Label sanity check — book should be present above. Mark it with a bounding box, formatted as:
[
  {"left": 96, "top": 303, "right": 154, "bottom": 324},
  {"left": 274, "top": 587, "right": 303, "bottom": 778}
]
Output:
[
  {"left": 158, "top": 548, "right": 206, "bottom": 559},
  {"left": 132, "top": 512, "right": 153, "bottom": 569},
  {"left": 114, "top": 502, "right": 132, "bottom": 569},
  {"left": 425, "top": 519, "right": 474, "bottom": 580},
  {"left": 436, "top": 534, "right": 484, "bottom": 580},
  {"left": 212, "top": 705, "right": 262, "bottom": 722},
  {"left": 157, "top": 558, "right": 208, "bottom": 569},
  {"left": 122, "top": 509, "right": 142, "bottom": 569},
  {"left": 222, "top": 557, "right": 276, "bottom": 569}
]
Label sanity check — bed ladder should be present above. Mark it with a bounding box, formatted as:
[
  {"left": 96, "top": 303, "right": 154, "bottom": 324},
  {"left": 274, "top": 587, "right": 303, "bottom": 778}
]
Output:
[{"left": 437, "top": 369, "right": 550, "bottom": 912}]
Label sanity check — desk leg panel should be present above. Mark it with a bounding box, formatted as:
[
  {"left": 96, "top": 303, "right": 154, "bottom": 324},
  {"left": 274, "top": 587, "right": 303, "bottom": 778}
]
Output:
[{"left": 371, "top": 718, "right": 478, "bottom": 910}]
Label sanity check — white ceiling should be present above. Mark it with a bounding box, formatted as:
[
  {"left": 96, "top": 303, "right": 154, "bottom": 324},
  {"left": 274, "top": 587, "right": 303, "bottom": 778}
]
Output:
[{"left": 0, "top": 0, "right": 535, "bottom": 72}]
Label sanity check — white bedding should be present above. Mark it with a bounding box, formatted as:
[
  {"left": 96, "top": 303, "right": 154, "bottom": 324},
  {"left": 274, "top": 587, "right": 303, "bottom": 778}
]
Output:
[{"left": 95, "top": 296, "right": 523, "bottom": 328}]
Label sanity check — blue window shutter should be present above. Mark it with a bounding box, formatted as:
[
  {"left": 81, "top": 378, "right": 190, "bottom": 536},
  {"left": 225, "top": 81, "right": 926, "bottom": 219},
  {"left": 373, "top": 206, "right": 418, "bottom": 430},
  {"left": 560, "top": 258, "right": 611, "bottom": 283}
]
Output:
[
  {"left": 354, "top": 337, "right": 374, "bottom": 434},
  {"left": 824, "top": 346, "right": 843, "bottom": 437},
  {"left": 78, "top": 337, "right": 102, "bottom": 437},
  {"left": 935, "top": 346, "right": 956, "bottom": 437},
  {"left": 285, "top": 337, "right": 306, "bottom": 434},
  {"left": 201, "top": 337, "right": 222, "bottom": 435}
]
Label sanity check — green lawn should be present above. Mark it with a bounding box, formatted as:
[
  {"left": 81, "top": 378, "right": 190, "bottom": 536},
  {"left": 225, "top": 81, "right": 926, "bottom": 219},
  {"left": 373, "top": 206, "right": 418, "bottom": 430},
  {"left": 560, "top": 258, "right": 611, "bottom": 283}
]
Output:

☆ ☆ ☆ ☆

» Exercise details
Rewrite the stretch from the line containing "Label sanity check — blue" through the end of the records, requests included, scaling every bounding-box coordinate in the answers by 2.55 and rounding to whole numbers, with halves rounded up. Leave the numbers in the requests and their format samples as they are.

» Response below
Label sanity check — blue window shutter should be present above. Mark it with a bounding box, formatted as:
[
  {"left": 81, "top": 378, "right": 190, "bottom": 536},
  {"left": 225, "top": 81, "right": 926, "bottom": 219},
  {"left": 373, "top": 206, "right": 418, "bottom": 430},
  {"left": 560, "top": 258, "right": 611, "bottom": 283}
]
Output:
[
  {"left": 903, "top": 859, "right": 954, "bottom": 1107},
  {"left": 2101, "top": 882, "right": 2150, "bottom": 1114},
  {"left": 199, "top": 859, "right": 260, "bottom": 1114},
  {"left": 2384, "top": 882, "right": 2438, "bottom": 1114},
  {"left": 727, "top": 859, "right": 780, "bottom": 1107},
  {"left": 513, "top": 859, "right": 566, "bottom": 1109}
]
Label sanity check — green lawn should be present above. Mark it with a bounding box, formatted as:
[
  {"left": 81, "top": 378, "right": 190, "bottom": 536},
  {"left": 225, "top": 81, "right": 926, "bottom": 219},
  {"left": 373, "top": 206, "right": 418, "bottom": 430},
  {"left": 560, "top": 258, "right": 611, "bottom": 283}
]
Output:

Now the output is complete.